=== Data excerpts ===

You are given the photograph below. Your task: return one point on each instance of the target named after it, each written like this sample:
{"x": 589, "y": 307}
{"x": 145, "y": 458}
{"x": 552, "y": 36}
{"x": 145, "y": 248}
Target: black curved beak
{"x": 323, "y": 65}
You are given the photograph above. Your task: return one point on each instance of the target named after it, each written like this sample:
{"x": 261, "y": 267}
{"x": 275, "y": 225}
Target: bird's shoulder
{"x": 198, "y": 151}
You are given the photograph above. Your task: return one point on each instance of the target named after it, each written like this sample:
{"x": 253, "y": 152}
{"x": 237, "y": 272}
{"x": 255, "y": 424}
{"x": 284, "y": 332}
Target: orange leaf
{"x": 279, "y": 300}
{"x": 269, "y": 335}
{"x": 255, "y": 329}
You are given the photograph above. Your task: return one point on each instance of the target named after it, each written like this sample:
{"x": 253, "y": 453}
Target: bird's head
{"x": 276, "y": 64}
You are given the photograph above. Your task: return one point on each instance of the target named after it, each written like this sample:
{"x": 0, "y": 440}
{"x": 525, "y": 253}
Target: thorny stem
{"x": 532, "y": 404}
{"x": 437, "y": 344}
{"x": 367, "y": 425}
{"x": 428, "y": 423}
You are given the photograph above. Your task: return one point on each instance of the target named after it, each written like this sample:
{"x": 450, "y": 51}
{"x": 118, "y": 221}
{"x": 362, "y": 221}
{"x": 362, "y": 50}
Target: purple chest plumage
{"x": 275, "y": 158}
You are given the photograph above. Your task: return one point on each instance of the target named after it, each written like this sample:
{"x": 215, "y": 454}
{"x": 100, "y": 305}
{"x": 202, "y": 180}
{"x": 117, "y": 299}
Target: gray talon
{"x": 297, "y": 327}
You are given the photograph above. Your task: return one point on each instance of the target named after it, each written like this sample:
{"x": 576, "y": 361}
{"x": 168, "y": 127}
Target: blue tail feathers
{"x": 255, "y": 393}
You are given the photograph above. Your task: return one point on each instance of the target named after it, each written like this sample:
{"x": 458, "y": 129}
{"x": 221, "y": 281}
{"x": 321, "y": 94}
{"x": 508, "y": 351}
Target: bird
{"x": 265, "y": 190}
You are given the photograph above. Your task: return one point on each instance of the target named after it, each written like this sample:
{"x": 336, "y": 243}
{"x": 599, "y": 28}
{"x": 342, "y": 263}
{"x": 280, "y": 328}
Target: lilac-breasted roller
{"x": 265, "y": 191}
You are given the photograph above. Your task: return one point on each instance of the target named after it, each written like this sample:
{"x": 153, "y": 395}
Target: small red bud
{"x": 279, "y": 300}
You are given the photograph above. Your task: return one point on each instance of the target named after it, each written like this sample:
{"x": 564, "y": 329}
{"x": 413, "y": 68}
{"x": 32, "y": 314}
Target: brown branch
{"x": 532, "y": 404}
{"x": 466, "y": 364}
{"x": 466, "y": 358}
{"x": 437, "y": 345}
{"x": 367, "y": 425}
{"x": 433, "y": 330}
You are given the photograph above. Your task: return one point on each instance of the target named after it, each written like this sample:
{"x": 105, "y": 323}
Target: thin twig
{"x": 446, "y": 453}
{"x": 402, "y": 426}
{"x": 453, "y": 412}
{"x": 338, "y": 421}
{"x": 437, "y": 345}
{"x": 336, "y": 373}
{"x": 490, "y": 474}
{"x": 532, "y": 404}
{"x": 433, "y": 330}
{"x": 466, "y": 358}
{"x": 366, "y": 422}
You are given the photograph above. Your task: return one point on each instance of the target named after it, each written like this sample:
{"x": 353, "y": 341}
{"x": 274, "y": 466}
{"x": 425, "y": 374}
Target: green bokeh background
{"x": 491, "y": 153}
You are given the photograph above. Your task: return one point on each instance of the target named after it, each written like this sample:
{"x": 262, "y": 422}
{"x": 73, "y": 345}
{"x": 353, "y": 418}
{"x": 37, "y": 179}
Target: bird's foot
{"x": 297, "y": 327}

===

Exercise goal:
Retype the data exactly as given.

Task solution:
You are given the photograph below. Your task: return one point on each instance of the target named after it, each written like this sample:
{"x": 589, "y": 307}
{"x": 145, "y": 458}
{"x": 552, "y": 36}
{"x": 145, "y": 248}
Target: black curved beak
{"x": 323, "y": 65}
You are given the photograph above. Your task: return one point on each instance of the target named after it, each written like this sample:
{"x": 261, "y": 267}
{"x": 275, "y": 225}
Target: bird's shoulder
{"x": 198, "y": 151}
You are given the photograph above. Your task: return one point on each instance of the target named after it, each written like this sample:
{"x": 253, "y": 152}
{"x": 237, "y": 272}
{"x": 255, "y": 424}
{"x": 284, "y": 332}
Target: orange leaf
{"x": 279, "y": 300}
{"x": 269, "y": 335}
{"x": 255, "y": 329}
You are given the photograph above. Your task: return one point on each instance of the target named after it, each written like this sample:
{"x": 253, "y": 453}
Target: bird's head
{"x": 276, "y": 64}
You are given the photograph above. Your task: return one point on each instance of the target named after it, each written like this sample:
{"x": 0, "y": 440}
{"x": 525, "y": 253}
Target: thorny stem
{"x": 532, "y": 404}
{"x": 437, "y": 344}
{"x": 367, "y": 425}
{"x": 428, "y": 423}
You are given the photograph above. Your task: return one point on each instance of the target named after it, each written like this sample:
{"x": 450, "y": 51}
{"x": 118, "y": 221}
{"x": 362, "y": 221}
{"x": 362, "y": 50}
Target: purple chest plumage
{"x": 275, "y": 158}
You are given the photograph above. Your task: return one point on each instance of the target named after it, each written like this sample:
{"x": 215, "y": 454}
{"x": 100, "y": 305}
{"x": 202, "y": 180}
{"x": 117, "y": 299}
Target: gray talon
{"x": 297, "y": 327}
You are given the photograph above. Your task: return one point on each instance of the target named after it, each written like this sample:
{"x": 576, "y": 361}
{"x": 168, "y": 127}
Target: blue tail feathers
{"x": 255, "y": 393}
You are given the photograph above. Your task: return one point on each instance of the target named after it, each written like this sample:
{"x": 458, "y": 129}
{"x": 221, "y": 281}
{"x": 321, "y": 94}
{"x": 508, "y": 351}
Target: bird
{"x": 265, "y": 190}
You are given the photograph above. Your task: return one point on each instance of the target named after it, each written like this sample:
{"x": 336, "y": 243}
{"x": 599, "y": 28}
{"x": 342, "y": 263}
{"x": 280, "y": 328}
Target: lilac-breasted roller
{"x": 265, "y": 191}
You are given the photograph above. Your task: return one point on each instance of the target named after it, each written like this sample:
{"x": 153, "y": 395}
Target: small red bud
{"x": 279, "y": 300}
You are given the photograph above. Your task: return one point on each instance of the target named after it, each written like this sample:
{"x": 564, "y": 329}
{"x": 413, "y": 68}
{"x": 32, "y": 314}
Target: brown branch
{"x": 532, "y": 404}
{"x": 466, "y": 364}
{"x": 466, "y": 358}
{"x": 437, "y": 345}
{"x": 367, "y": 425}
{"x": 433, "y": 330}
You are given the photograph above. Your task: return one point on each instance of the target named after it, each written like this sample:
{"x": 105, "y": 323}
Target: thin twig
{"x": 446, "y": 453}
{"x": 402, "y": 426}
{"x": 453, "y": 412}
{"x": 338, "y": 421}
{"x": 437, "y": 345}
{"x": 336, "y": 373}
{"x": 490, "y": 474}
{"x": 532, "y": 404}
{"x": 433, "y": 330}
{"x": 466, "y": 358}
{"x": 366, "y": 422}
You are given the photograph above. Your task: return one point on each instance of the target named after it, each written like this sample:
{"x": 353, "y": 341}
{"x": 274, "y": 466}
{"x": 425, "y": 374}
Target: green bokeh background
{"x": 491, "y": 153}
You are given the photograph above. Your task: return one point on each instance of the target named after it, each written like this sample:
{"x": 262, "y": 422}
{"x": 73, "y": 345}
{"x": 353, "y": 418}
{"x": 37, "y": 179}
Target: bird's foot
{"x": 297, "y": 327}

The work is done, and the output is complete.